Selain itu, Prinsip Siracusa juga memasukkan istilah “perlu” (necessary) dalam ketentuan-ketentuan yang mengandung pembatasan itu harus :
a.       Didasarkan pada salah satu alasan yang membenarkan pembatasan yang diakui oleh pasal yang relevan dalam Kovenan.
b.      Menanggapi tekanan publik atau kebutuhan sosial.
c.       Untuk mencapai sebuah tujuan yang sah.
d.      Proporsional pada tujuan tersebut di atas.
Prinsip Siracusa juga menyatakan bahwa penilaian pada perlunya pembatasan harus dibuat berdasar pertimbangan-pertimbangan obyektif.

------------------------

TUGAS LATIHAN
1. Tentukan apakah setiap pernyataan berikut sesuai dengan teks tentang Prinsip Siracusa: (a) penilaian atas perlunya pembatasan harus didasarkan pada pertimbangan objektif; (b) pembatasan tidak perlu proporsional terhadap tujuannya; (c) pembatasan harus bertujuan mencapai sebuah tujuan yang sah.
2. Salin tanpa perubahan bagian teks tentang Prinsip Siracusa mulai dari "c.       Untuk mencapai" sampai dengan "berdasar pertimbangan-pertimbangan obyektif.".

------------------------

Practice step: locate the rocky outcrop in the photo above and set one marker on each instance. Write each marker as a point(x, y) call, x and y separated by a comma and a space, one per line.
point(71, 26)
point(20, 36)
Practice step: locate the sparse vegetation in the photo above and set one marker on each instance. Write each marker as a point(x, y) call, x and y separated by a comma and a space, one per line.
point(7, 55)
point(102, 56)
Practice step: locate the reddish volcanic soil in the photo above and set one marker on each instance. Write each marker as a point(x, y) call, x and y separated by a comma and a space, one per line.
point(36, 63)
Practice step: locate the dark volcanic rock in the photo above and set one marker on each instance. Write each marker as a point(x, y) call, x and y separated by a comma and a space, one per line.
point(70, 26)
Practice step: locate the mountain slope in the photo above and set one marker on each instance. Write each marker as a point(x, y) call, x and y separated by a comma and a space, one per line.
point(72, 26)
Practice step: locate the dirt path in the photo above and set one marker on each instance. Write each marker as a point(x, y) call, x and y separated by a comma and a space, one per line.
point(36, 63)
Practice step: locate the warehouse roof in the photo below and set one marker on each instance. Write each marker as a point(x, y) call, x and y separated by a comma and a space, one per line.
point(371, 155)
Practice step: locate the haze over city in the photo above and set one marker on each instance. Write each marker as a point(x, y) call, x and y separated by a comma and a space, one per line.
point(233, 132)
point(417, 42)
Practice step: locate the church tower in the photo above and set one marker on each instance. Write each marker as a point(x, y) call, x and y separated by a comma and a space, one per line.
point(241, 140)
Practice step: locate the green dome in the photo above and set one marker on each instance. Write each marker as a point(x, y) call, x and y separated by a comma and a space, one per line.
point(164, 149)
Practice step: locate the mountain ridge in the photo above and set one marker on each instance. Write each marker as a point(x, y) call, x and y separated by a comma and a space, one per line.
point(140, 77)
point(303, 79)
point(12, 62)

------------------------

KUNCI JAWABAN
1.
(a) Ya: "penilaian pada perlunya pembatasan harus dibuat berdasar pertimbangan-pertimbangan obyektif"
(b) Tidak: "Proporsional pada tujuan tersebut di atas."
(c) Ya: "Untuk mencapai sebuah tujuan yang sah."

2.
c.       Untuk mencapai sebuah tujuan yang sah.
d.      Proporsional pada tujuan tersebut di atas.
Prinsip Siracusa juga menyatakan bahwa penilaian pada perlunya pembatasan harus dibuat berdasar pertimbangan-pertimbangan obyektif.